Copy the rows below without any changes, starting at the line that contains "# test: pointer returns one pin per instance of the brick" and continuing through the end of the rows.

(Entries from a pointing dataset)
———
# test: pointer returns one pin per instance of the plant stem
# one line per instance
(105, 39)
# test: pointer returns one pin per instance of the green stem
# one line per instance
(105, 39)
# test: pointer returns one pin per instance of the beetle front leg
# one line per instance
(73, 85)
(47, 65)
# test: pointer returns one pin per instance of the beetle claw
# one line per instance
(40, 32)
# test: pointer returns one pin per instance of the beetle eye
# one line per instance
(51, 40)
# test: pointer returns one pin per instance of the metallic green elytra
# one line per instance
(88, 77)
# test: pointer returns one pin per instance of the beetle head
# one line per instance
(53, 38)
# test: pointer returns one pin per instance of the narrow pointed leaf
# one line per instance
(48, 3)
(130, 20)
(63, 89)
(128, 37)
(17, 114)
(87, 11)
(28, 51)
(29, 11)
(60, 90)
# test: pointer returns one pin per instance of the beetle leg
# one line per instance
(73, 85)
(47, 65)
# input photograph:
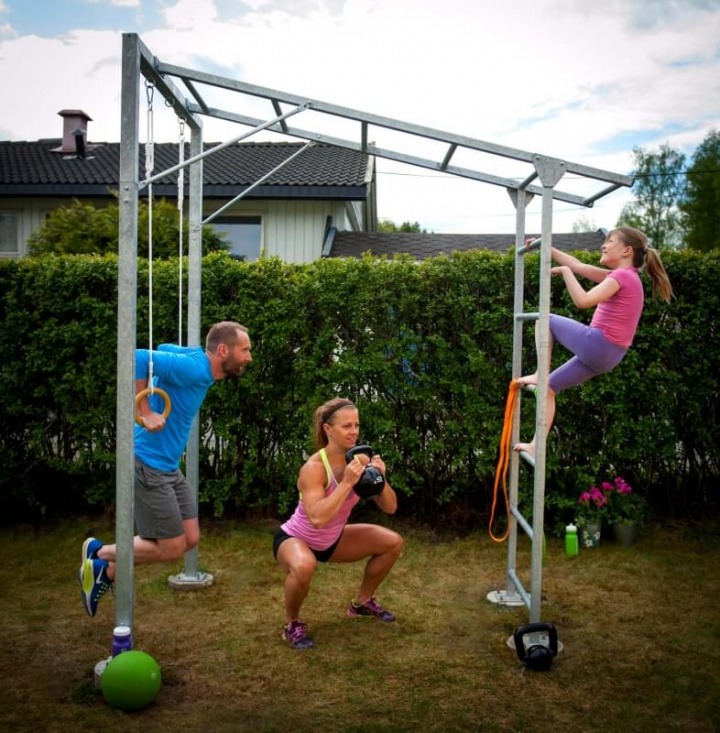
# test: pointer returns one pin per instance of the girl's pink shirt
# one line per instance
(299, 525)
(617, 318)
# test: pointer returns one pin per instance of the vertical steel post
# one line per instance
(520, 199)
(126, 337)
(550, 171)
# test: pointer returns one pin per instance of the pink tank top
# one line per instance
(299, 525)
(617, 318)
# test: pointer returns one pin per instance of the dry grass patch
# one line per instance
(640, 627)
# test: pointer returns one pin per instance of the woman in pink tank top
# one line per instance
(618, 295)
(318, 529)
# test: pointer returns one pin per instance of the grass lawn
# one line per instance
(640, 628)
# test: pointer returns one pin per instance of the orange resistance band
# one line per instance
(504, 461)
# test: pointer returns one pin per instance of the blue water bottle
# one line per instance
(571, 540)
(122, 640)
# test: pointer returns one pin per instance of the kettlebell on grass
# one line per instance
(372, 481)
(537, 656)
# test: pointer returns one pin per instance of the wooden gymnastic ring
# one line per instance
(145, 392)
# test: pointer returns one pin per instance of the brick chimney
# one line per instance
(74, 125)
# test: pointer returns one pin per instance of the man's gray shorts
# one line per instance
(162, 502)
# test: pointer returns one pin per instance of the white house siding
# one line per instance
(292, 230)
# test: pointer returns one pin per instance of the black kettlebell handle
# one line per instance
(537, 628)
(359, 450)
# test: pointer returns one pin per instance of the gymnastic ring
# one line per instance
(146, 392)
———
Task result:
# test: pointer returns one pin per instance of the brick chimney
# one line per instance
(74, 125)
# test: pointer returns one pin per instance of the man's gray shorts
# one line per instance
(162, 502)
# test: pointer returns one pin per instance of the white house siding
# one line per instance
(292, 230)
# test: pointer returns one pin per instance of the black kettlebell handle
# one line per instance
(537, 628)
(359, 450)
# test: pointer returns one pin per instance of the gymnastic ring
# one line per instance
(146, 392)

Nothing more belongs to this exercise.